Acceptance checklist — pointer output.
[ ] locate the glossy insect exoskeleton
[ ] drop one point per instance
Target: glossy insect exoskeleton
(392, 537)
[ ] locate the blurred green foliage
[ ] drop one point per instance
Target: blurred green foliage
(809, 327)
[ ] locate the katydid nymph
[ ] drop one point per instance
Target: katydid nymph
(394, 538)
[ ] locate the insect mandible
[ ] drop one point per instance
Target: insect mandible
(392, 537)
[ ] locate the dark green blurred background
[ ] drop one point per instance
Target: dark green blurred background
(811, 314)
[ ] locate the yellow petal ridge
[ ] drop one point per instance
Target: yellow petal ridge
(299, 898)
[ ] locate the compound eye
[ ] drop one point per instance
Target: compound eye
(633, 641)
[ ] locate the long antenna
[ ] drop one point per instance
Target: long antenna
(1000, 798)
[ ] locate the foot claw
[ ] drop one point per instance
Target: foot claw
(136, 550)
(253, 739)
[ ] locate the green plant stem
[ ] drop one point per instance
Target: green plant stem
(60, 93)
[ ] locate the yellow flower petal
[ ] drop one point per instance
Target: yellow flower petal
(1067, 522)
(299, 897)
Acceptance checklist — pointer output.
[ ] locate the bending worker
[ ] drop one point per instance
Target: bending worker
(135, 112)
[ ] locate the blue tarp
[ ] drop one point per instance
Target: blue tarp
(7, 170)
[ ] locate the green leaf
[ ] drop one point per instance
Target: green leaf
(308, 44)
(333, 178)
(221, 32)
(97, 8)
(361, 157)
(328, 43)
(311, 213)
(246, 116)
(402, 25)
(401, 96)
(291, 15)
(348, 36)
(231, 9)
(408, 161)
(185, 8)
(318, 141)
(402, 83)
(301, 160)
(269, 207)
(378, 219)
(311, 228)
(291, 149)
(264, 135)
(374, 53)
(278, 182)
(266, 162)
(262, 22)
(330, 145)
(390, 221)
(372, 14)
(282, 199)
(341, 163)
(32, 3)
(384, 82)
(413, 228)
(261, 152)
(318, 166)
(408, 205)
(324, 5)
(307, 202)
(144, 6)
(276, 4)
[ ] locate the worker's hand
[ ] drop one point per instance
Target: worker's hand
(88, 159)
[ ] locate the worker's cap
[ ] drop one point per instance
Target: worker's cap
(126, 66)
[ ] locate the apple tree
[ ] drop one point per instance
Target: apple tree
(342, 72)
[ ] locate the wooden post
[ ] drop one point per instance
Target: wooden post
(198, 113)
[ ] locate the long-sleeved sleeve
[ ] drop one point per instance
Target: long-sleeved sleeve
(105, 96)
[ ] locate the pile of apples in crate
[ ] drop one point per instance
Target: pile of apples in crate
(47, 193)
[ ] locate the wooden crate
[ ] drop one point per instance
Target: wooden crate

......

Output all of the records, keeping every word exact.

[SOLUTION]:
Acceptance checklist — pointer output.
[ ] locate the glossy insect exoskeleton
[ ] drop one point per instance
Target: glossy insect exoskeleton
(392, 537)
[ ] locate the blurred green foliage
[ ] drop one point per instance
Target: blurred green foliage
(809, 327)
[ ] locate the katydid nymph
[ ] drop one point per instance
Target: katydid nymph
(394, 538)
[ ] locate the insect mandible
[ ] drop one point per instance
Target: insect mandible
(392, 537)
[ ] locate the dark green blurred background
[ ] drop one point per instance
Target: dark green blurred background
(811, 314)
[ ] locate the yellow petal ridge
[ ] drop one point per instance
Target: yellow petal ridge
(299, 898)
[ ] locate the compound eye
[ ] drop one point per instance
Target: compound eye
(633, 641)
[ ] locate the long antenna
[ ] drop one point per instance
Target: long antenna
(1000, 798)
[ ] locate the foot claw
[ ] drop one point per instance
Target: foot claw
(136, 550)
(253, 739)
[ ] locate the green plant stem
[ ] drop one point per instance
Target: green plant stem
(60, 93)
[ ] locate the yellow flower petal
[ ] drop one point per instance
Target: yellow flower petal
(1067, 522)
(299, 897)
Acceptance checklist — pointer output.
[ ] locate the bending worker
[ ] drop one point per instance
Target: bending worker
(135, 112)
[ ] locate the blue tarp
[ ] drop one point per instance
Target: blue tarp
(7, 170)
[ ] locate the green leaf
[ ] drop one point per instance
Target: green leaf
(308, 44)
(333, 178)
(221, 32)
(97, 8)
(361, 157)
(328, 43)
(311, 213)
(246, 116)
(402, 25)
(401, 96)
(291, 15)
(348, 36)
(231, 9)
(408, 161)
(185, 8)
(318, 141)
(402, 83)
(301, 160)
(269, 207)
(378, 219)
(311, 228)
(291, 149)
(264, 135)
(374, 53)
(278, 182)
(266, 162)
(262, 22)
(330, 145)
(390, 221)
(372, 14)
(282, 199)
(341, 163)
(32, 3)
(384, 82)
(413, 228)
(261, 152)
(318, 166)
(408, 205)
(324, 5)
(307, 202)
(144, 6)
(276, 4)
[ ] locate the worker's hand
[ ] drop one point per instance
Target: worker's hand
(88, 159)
[ ] locate the worker's cap
[ ] drop one point per instance
Target: worker's cap
(126, 66)
[ ] locate the apple tree
[ ] drop one point per instance
Target: apple tree
(342, 72)
[ ] locate the wooden post
[ ] drop one point per instance
Target: wooden post
(198, 113)
[ ] locate the long-sleeved sleeve
[ ] drop one point per instance
Target: long-sleeved sleeve
(105, 96)
[ ] locate the pile of apples in crate
[ ] drop one point per instance
Target: pile of apples in crate
(47, 193)
[ ] locate the wooden crate
[ ] drop one point per instance
Target: wooden crate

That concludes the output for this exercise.